Exercise aim
Search the data for the string "young" and gather each line it is in.

Records for the task
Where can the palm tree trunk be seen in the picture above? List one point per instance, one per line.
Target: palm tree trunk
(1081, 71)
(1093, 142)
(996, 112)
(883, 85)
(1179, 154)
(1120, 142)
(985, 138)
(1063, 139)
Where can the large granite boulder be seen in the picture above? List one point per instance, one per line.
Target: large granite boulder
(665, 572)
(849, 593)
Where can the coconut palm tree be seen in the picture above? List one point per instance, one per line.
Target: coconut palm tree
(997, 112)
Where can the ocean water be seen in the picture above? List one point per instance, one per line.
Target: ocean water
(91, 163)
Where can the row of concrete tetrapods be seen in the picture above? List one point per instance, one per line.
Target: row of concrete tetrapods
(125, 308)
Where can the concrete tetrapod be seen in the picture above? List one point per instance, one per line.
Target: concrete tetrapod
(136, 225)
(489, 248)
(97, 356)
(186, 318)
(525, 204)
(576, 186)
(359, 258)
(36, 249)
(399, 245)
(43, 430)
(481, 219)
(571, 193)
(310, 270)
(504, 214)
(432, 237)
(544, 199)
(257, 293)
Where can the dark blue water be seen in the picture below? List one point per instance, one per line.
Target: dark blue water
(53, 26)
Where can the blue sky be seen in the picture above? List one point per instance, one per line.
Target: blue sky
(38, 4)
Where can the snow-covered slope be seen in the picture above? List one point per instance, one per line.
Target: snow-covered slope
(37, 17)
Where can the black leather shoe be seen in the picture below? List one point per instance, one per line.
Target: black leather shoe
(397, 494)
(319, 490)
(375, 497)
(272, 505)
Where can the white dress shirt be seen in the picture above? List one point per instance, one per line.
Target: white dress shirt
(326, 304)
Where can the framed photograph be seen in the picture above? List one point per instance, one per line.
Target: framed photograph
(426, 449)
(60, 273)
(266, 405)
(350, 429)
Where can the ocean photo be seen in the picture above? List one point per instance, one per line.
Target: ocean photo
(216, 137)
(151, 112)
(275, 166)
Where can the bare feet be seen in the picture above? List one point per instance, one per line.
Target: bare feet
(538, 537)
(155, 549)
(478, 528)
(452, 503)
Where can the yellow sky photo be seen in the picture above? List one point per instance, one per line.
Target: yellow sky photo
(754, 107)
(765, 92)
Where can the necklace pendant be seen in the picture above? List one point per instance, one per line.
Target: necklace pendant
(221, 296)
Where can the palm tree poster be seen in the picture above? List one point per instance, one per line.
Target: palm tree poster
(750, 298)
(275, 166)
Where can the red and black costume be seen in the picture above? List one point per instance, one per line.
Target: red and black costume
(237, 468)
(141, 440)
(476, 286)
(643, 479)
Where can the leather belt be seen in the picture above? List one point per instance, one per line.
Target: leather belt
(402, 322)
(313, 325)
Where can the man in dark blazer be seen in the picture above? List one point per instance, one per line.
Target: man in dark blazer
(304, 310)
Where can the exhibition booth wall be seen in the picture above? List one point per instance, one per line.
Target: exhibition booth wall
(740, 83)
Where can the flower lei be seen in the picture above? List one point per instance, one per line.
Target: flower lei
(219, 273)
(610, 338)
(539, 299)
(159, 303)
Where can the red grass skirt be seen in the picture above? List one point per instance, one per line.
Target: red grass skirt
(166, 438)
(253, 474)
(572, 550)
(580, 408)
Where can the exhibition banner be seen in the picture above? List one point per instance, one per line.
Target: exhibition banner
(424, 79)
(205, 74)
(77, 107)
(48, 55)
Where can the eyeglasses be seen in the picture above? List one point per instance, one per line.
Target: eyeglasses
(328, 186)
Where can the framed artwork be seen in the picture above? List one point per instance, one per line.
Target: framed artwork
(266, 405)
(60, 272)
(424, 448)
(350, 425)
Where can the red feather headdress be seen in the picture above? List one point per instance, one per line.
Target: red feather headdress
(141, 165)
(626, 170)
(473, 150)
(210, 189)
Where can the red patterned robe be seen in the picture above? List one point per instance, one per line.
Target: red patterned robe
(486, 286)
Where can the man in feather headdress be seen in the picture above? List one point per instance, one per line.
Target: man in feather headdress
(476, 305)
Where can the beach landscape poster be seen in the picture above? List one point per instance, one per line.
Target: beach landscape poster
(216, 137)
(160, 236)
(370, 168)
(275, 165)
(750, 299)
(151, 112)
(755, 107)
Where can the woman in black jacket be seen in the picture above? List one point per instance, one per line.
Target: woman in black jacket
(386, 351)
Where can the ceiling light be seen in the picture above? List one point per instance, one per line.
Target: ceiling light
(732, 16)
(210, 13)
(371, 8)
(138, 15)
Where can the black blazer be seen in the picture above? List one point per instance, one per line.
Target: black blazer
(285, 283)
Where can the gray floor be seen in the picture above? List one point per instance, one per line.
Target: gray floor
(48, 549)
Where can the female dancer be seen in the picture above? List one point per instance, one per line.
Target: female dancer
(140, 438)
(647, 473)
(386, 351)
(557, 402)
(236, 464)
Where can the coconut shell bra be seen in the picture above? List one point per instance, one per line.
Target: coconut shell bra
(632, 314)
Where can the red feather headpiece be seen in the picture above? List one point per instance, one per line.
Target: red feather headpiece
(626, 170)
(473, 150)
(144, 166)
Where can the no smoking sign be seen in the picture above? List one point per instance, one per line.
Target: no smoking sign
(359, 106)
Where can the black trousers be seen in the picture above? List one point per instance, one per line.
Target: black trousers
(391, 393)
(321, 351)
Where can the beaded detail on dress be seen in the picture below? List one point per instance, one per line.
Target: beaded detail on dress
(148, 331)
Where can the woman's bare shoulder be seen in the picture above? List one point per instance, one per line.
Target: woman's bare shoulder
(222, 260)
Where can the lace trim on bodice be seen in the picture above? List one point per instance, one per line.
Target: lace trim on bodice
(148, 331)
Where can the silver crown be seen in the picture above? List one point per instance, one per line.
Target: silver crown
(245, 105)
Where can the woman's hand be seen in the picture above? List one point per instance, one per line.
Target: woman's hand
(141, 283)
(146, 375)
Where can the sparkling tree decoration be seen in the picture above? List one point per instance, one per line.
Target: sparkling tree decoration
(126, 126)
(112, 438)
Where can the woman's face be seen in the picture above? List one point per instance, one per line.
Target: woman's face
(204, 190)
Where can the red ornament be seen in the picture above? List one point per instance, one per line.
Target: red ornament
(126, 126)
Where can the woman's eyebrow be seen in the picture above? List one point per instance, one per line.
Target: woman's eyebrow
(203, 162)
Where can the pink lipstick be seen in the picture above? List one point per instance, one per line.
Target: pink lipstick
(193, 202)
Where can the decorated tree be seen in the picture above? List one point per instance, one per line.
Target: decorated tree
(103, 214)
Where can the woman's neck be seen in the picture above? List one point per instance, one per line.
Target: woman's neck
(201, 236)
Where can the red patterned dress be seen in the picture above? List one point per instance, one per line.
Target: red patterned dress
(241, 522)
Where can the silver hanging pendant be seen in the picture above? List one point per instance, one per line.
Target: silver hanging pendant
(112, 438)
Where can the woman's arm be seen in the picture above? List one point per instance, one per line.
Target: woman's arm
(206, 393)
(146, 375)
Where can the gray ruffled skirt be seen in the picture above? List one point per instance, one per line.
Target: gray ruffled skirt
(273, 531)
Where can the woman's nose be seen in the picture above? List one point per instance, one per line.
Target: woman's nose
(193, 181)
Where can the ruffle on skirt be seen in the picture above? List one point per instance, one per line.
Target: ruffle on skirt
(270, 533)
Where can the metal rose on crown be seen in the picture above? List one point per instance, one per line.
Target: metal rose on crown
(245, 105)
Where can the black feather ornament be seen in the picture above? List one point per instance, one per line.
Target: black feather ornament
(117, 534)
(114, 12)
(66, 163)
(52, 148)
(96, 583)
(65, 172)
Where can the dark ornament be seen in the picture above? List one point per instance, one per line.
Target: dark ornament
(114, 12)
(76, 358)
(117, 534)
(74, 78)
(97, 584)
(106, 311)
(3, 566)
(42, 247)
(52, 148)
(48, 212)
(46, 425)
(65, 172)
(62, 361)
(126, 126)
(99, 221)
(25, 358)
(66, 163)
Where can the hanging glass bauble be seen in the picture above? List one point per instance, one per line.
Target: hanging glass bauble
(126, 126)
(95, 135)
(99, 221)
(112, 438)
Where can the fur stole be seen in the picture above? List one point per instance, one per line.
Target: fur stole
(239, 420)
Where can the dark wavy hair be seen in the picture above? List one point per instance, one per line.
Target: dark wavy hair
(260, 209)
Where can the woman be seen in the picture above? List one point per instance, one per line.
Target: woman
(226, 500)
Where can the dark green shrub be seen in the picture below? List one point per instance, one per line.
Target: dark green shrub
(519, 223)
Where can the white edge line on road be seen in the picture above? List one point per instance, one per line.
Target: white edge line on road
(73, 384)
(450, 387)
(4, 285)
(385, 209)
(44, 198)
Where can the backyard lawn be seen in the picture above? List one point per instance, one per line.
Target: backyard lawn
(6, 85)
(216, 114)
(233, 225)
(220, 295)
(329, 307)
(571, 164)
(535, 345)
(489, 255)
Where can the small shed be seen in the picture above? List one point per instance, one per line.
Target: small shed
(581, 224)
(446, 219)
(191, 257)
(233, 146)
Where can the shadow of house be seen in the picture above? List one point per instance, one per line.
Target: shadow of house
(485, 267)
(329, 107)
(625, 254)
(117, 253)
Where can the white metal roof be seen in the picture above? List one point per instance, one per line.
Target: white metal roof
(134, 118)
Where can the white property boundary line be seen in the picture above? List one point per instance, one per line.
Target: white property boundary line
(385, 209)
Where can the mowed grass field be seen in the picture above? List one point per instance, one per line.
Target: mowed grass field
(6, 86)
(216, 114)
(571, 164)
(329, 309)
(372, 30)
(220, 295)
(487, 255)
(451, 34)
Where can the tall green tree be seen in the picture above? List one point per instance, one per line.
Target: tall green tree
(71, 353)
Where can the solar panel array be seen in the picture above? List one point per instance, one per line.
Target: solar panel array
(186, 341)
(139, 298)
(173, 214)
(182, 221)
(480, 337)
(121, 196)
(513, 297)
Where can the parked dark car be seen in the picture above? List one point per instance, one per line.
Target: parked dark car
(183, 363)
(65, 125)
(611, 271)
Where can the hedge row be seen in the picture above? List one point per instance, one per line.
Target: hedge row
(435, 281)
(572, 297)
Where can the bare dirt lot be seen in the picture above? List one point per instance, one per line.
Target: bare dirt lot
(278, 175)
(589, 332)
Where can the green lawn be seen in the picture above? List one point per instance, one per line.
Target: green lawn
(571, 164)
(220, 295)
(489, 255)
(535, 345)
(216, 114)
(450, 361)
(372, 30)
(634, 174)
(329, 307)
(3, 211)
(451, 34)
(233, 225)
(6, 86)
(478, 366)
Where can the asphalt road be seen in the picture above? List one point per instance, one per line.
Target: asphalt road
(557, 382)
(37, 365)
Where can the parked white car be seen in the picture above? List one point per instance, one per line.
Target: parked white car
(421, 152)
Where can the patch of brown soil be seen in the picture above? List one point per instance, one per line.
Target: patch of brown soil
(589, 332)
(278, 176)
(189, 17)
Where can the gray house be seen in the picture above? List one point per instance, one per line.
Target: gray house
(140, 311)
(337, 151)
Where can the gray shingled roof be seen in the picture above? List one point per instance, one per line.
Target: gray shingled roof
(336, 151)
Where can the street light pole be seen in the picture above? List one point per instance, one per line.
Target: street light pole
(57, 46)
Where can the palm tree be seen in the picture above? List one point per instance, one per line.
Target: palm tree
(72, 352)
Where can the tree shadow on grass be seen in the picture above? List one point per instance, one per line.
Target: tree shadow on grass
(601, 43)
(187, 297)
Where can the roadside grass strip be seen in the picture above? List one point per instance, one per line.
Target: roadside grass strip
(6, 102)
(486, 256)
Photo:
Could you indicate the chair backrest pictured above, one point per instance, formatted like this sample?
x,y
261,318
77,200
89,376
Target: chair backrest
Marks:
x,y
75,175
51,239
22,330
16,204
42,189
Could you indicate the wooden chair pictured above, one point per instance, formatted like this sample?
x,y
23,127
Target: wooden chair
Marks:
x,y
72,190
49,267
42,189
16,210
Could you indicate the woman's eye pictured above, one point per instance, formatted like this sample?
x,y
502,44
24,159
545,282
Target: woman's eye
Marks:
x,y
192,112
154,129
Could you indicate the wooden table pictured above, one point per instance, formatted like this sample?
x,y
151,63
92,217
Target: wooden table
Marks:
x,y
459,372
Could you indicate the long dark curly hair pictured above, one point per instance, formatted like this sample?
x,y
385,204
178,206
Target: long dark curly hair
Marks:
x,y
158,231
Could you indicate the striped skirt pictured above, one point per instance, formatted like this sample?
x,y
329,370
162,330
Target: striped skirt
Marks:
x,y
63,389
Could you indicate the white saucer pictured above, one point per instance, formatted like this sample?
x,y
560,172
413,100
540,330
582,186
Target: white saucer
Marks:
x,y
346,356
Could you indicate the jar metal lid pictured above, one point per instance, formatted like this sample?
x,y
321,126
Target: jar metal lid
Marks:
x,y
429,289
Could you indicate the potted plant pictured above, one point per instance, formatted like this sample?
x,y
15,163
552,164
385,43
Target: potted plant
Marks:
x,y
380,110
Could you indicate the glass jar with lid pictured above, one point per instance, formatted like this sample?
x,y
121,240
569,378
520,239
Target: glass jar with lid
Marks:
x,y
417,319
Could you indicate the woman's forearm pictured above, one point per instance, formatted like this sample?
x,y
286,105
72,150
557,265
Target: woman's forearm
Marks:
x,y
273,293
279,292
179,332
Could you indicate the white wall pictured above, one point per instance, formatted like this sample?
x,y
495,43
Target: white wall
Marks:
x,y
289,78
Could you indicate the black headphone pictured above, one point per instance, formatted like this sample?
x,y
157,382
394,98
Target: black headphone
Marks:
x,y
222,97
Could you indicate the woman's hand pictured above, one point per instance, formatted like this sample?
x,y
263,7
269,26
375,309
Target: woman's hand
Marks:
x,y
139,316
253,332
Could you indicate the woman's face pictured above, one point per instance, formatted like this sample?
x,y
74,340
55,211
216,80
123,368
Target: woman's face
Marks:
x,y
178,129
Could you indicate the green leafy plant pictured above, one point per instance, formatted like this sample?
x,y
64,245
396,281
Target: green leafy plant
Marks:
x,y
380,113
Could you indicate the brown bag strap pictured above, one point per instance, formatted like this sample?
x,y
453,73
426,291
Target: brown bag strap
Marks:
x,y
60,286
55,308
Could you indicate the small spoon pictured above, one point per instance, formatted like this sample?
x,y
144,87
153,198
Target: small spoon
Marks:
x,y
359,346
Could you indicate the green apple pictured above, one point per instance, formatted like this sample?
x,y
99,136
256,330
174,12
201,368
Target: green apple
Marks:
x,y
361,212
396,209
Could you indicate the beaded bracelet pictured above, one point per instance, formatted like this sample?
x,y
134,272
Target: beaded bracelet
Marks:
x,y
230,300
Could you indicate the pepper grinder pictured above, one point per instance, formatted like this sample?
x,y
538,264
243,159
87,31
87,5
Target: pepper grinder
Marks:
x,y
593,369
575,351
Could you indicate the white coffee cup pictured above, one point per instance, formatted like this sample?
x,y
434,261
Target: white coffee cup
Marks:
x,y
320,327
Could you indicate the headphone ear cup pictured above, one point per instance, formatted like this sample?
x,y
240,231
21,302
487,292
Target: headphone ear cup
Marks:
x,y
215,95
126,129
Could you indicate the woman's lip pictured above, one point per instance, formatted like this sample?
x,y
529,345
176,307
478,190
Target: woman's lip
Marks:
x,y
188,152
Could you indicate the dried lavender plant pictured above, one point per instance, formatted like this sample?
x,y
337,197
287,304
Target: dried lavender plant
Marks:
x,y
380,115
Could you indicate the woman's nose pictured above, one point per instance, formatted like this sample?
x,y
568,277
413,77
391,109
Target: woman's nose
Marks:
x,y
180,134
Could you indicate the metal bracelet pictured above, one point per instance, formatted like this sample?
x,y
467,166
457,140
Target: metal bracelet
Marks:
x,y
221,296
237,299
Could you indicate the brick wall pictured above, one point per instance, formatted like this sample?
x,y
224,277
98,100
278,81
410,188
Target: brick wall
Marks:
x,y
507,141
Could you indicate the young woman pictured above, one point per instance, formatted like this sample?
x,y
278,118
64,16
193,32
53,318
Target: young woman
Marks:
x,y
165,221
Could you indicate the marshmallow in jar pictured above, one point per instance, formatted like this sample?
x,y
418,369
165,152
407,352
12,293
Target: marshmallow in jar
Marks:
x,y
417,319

Answer box
Could you indicate the young woman pictured above, one point per instance, formatted like this sample?
Target: young woman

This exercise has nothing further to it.